◆ TASK ◆
Set down each entry exactly as given; pictures should not appear in the copy.

(Location identification entries)
********
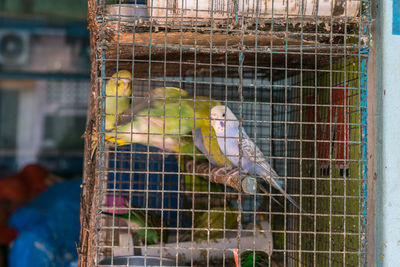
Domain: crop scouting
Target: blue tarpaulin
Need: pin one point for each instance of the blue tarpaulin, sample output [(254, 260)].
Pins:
[(48, 228)]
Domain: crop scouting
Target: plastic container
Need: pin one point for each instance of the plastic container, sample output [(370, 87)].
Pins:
[(249, 8)]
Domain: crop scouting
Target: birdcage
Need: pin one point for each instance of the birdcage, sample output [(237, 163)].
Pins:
[(226, 133)]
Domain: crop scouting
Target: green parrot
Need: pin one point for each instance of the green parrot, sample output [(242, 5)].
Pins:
[(136, 222), (117, 99), (251, 259), (166, 122)]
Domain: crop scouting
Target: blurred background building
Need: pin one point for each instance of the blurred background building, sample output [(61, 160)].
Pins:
[(44, 87), (44, 84)]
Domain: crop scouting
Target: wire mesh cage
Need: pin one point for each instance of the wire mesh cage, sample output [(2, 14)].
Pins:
[(227, 133)]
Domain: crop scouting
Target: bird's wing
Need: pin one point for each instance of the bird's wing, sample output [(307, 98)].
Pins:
[(198, 142), (251, 151)]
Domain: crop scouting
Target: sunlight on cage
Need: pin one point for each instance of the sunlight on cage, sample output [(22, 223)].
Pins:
[(293, 75)]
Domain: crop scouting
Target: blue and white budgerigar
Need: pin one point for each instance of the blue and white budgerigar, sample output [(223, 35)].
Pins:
[(236, 146)]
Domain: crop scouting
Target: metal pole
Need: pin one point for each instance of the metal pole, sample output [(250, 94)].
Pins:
[(387, 233)]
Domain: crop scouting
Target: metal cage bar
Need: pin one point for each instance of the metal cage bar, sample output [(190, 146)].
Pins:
[(169, 74)]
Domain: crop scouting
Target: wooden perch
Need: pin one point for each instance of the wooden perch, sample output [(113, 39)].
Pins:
[(204, 40)]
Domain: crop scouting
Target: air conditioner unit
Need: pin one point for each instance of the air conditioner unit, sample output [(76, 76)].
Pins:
[(14, 48)]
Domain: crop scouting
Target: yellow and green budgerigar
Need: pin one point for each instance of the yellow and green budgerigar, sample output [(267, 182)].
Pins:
[(166, 121), (117, 97)]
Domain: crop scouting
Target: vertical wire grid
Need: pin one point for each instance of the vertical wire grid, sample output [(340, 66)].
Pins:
[(294, 75)]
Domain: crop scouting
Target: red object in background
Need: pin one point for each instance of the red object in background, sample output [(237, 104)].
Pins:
[(17, 190)]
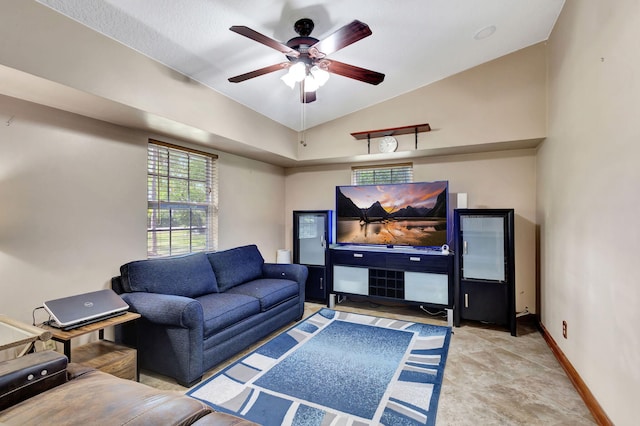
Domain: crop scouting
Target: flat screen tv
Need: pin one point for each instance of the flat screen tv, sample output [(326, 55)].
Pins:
[(407, 214)]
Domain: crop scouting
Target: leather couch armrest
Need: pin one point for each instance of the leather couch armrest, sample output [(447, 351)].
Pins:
[(26, 376)]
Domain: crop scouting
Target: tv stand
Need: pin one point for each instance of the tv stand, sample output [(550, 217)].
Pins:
[(415, 276)]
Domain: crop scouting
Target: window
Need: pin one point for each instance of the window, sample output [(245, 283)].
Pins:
[(389, 173), (182, 200)]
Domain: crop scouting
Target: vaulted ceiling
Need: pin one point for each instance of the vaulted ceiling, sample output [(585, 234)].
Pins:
[(413, 42)]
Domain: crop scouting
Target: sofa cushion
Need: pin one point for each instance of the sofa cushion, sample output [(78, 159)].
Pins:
[(222, 310), (190, 276), (236, 266), (269, 291)]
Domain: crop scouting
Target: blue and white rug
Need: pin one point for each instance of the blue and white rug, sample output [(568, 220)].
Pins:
[(337, 368)]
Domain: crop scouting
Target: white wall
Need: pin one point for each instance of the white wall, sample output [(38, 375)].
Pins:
[(588, 199), (497, 180), (73, 204)]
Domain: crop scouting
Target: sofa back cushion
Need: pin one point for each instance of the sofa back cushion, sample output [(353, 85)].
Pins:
[(236, 266), (190, 276)]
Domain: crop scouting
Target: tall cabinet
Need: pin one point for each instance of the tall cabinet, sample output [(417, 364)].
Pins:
[(485, 266), (311, 239)]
********
◆ THE SOLUTION ◆
Domain: crop scouting
Target: blue tarpaulin
Need: pin one point for each instance of the blue tarpaulin, sample output [(254, 260)].
Pins:
[(48, 228)]
Domain: crop scouting
Target: plastic container
Need: pin one point for each instance of the plastic container, sample output [(370, 87)].
Pins:
[(249, 8)]
Domain: crop scouting
Target: birdcage
Need: pin one point for each instance of the birdcage, sample output [(237, 163)].
Pins:
[(226, 133)]
Domain: crop scouting
Target: green parrot
Need: pin one point for each instance of the green parrot, sample output [(242, 5)].
Pins:
[(136, 222), (117, 99), (251, 259), (166, 122)]
Domain: crop scouting
Target: blurred background building
Need: pin one point for each instance of the blurred background building, sample output [(61, 160)].
Pins:
[(44, 87), (44, 84)]
Domain: crop scouting
Target: wire mesh cage
Need: pin one point for each instance of the wire mesh cage, sample output [(2, 14)].
Pins:
[(227, 133)]
Domain: crop scouting
Target: bird's wing
Need: pin one point for each instance of the bird's wing, sample output [(307, 98)].
Pins:
[(198, 142), (251, 151)]
Domain: crop scouting
Target: sunlight on cage
Need: pin one point for each instance of the sunlight on cage, sample output [(22, 223)].
Pins:
[(293, 75)]
Domain: crop scouting
Target: blue and white budgerigar
Need: pin one point for each instance of the blue and white budgerigar, sample output [(223, 35)].
Pins:
[(236, 146)]
Domain: crop scouting
Target: metal pole
Need: pin one point for each instance of the metal pole, sample output [(250, 94)].
Pins:
[(387, 233)]
Domain: crop scouting
Target: metal cage bar
Need: pin one point for each instance of the metal cage bar, sample output [(190, 146)].
Pins:
[(169, 74)]
Domain: crop scouting
Target: wooden perch
Need: pin one point for each instance of the wooden perch, sample output [(113, 39)].
Pins:
[(204, 40)]
Domain: crop scouting
Target: air conditioner unit
Need: pin one point for each instance of the air conditioner unit, sample output [(76, 76)].
Pins:
[(14, 48)]
Domain: crop scouting
Target: yellow and green budgerigar
Need: pin one point for each instance of the yellow and green budgerigar, sample output [(267, 182)].
Pins:
[(166, 121), (117, 97)]
Domain: crop scouting
Target: vertical wire grid
Need: pin one point for each instance of the vertical wire grid, sample output [(340, 66)].
Pins:
[(294, 75)]
Domain: crop scouting
Target: red object in background
Need: pin one point for each instance of the red object in background, sample output [(237, 104)].
Pins:
[(17, 190)]
Domain: crop scouting
Target: flat screen tv
Need: pin one point for each instance of the flat screen tv, sample output [(326, 55)].
Pins:
[(407, 214)]
Domain: crop scouting
Target: leather couch armrest
Need: pin one point for each instance of the leather couch armrest, sample output [(447, 351)].
Pins:
[(26, 376)]
Domain: crop scouting
Target: tv stand
Need: pin one point for each instance of the tv stand, sample output [(550, 217)].
Pins:
[(415, 276)]
Domain: crop scouting
Target: window
Need: pin one point for each instance of the window, sample output [(245, 283)].
Pins:
[(389, 173), (182, 200)]
Domain: crop scouting
Target: vaulted ceiling
Need: pin one point for each instance of the vaulted ceiling, sample output [(585, 234)].
Pins:
[(413, 42)]
Domain: crop scouting
Target: sofa cushion
Need: pin one point for each instance of the sofa cushion, sample output [(78, 159)].
Pins:
[(222, 310), (190, 276), (236, 266), (269, 291)]
Domain: crop scouting
Target: blue and white rug
Need: pin one point for each instance of the blue and white rug, sample output [(568, 220)].
Pins:
[(337, 368)]
Domain: crop scouting
Target: white wall
Need: pin one point for each instance of the white wall, sample output [(38, 375)].
Pins:
[(588, 199), (497, 180), (73, 204)]
Domain: crop scouting
Target: sofa back cushion
Need: pin one point for each instance of the sofa back cushion, sample output [(353, 85)].
Pins:
[(236, 266), (190, 276)]
Domain: crop scouting
Target: tall cabinet
Need: pin one point for each instance of the tall cabinet, sample output [(417, 364)].
Pins:
[(485, 266), (311, 239)]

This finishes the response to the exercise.